- TO BE DONE:
Reproduce every line of the data below without any changes.

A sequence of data
--------------------------------
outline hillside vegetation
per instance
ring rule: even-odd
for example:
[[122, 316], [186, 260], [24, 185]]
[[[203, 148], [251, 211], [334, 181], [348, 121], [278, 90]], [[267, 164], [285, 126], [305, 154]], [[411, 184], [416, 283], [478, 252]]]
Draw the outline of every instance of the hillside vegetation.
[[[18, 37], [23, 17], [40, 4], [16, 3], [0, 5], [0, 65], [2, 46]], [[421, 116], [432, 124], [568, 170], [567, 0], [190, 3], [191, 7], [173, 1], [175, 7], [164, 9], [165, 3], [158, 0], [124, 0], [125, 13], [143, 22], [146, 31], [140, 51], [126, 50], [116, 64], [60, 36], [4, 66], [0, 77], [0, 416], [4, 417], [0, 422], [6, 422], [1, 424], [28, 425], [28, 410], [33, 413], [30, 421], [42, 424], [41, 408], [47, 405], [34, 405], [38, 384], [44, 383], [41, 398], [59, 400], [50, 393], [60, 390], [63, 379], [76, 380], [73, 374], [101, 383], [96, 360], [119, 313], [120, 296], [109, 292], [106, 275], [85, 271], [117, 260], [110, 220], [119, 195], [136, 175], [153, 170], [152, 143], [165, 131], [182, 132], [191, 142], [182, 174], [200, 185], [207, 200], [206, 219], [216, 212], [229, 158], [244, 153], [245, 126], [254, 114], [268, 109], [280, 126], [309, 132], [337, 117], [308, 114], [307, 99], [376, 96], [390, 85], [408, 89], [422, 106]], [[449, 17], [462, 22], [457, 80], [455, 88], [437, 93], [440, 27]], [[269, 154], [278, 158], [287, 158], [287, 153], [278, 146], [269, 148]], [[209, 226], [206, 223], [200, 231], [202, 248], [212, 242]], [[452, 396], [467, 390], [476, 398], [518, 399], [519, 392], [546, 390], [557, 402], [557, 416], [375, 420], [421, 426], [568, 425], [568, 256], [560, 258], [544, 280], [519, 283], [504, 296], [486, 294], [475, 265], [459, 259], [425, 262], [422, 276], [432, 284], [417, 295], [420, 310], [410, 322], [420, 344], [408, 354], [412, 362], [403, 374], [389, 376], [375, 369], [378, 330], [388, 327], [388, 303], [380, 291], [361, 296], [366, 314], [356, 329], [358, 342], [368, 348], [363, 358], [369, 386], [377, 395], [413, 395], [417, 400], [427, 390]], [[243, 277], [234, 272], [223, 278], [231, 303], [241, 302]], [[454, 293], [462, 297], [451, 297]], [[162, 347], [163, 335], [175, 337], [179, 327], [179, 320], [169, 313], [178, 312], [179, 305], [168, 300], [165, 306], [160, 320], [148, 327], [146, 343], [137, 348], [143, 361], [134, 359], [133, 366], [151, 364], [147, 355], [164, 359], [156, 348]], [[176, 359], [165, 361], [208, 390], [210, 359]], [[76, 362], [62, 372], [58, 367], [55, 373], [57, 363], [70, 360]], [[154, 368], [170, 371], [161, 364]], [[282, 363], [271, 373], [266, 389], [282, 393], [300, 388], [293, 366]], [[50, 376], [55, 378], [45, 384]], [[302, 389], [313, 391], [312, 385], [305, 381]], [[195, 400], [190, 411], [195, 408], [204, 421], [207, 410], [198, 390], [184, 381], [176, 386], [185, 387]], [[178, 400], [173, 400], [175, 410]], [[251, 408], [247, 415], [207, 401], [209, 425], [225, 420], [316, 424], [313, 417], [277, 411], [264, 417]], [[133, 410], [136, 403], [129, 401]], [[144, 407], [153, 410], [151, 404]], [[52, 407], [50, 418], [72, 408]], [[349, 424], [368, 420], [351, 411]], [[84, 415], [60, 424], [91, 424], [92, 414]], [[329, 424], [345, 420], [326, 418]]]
--------------------------------
- SOLUTION TO THIS PROBLEM:
outline hillside vegetation
per instance
ring rule: even-odd
for example:
[[122, 316], [186, 260], [24, 185]]
[[[203, 148], [251, 211], [334, 181], [348, 121], [278, 90]], [[267, 164], [285, 126], [305, 154]], [[411, 184], [416, 283], [478, 252]]]
Draw the outline of every instance of the hillside vegetation.
[[[18, 37], [23, 17], [40, 4], [16, 3], [0, 5], [0, 65], [2, 46]], [[421, 116], [432, 124], [568, 170], [567, 0], [190, 3], [191, 7], [173, 1], [175, 7], [164, 9], [165, 3], [158, 0], [124, 0], [125, 13], [143, 22], [146, 31], [140, 51], [126, 50], [116, 64], [60, 36], [4, 66], [0, 77], [0, 416], [4, 417], [0, 422], [6, 422], [1, 424], [28, 425], [28, 410], [33, 413], [30, 421], [42, 424], [41, 408], [47, 405], [34, 405], [38, 384], [44, 383], [41, 398], [59, 400], [50, 393], [60, 390], [63, 379], [76, 380], [73, 374], [101, 383], [96, 360], [119, 313], [120, 296], [109, 292], [106, 275], [85, 271], [117, 260], [110, 220], [119, 195], [136, 175], [153, 170], [152, 143], [165, 131], [182, 132], [191, 142], [182, 174], [200, 185], [207, 200], [206, 219], [216, 212], [229, 158], [244, 153], [245, 126], [254, 114], [268, 109], [280, 126], [309, 132], [337, 117], [308, 114], [307, 99], [376, 96], [390, 85], [408, 89], [422, 106]], [[449, 17], [462, 22], [457, 80], [455, 88], [437, 93], [440, 27]], [[269, 154], [278, 158], [287, 158], [287, 153], [278, 146], [269, 148]], [[209, 226], [206, 223], [200, 231], [202, 248], [212, 242]], [[452, 396], [467, 390], [476, 398], [518, 399], [519, 392], [546, 390], [557, 402], [557, 416], [375, 420], [421, 426], [568, 425], [568, 256], [560, 258], [544, 280], [519, 283], [504, 296], [486, 294], [475, 265], [459, 259], [425, 262], [422, 276], [432, 284], [417, 295], [420, 310], [410, 322], [420, 344], [408, 354], [412, 362], [403, 374], [389, 376], [375, 369], [378, 330], [388, 327], [388, 303], [380, 291], [361, 296], [366, 314], [356, 329], [358, 342], [368, 348], [363, 358], [369, 386], [377, 395], [413, 395], [417, 400], [427, 390]], [[243, 277], [234, 272], [223, 278], [231, 303], [241, 302]], [[454, 293], [462, 297], [451, 297]], [[162, 347], [163, 335], [175, 337], [179, 327], [179, 320], [169, 313], [178, 312], [179, 305], [168, 300], [165, 306], [160, 320], [148, 327], [146, 343], [137, 348], [143, 361], [134, 359], [133, 366], [151, 364], [147, 355], [164, 359], [156, 348]], [[176, 359], [165, 361], [208, 390], [210, 359]], [[76, 362], [62, 372], [58, 367], [55, 373], [57, 363], [70, 360]], [[154, 368], [170, 371], [161, 364]], [[282, 363], [271, 373], [266, 389], [282, 393], [300, 388], [293, 366]], [[50, 376], [55, 378], [45, 384]], [[302, 389], [313, 391], [312, 385], [305, 381]], [[195, 400], [190, 411], [195, 408], [204, 421], [207, 410], [198, 390], [184, 381], [176, 386], [185, 387]], [[178, 400], [173, 400], [175, 410]], [[251, 408], [247, 415], [207, 401], [209, 425], [225, 420], [316, 424], [313, 417], [277, 411], [264, 417]], [[133, 410], [136, 403], [129, 401]], [[144, 407], [153, 410], [151, 404]], [[52, 407], [50, 418], [72, 408]], [[349, 424], [368, 420], [351, 411]], [[84, 415], [60, 424], [91, 424], [92, 414]], [[329, 424], [345, 420], [326, 418]]]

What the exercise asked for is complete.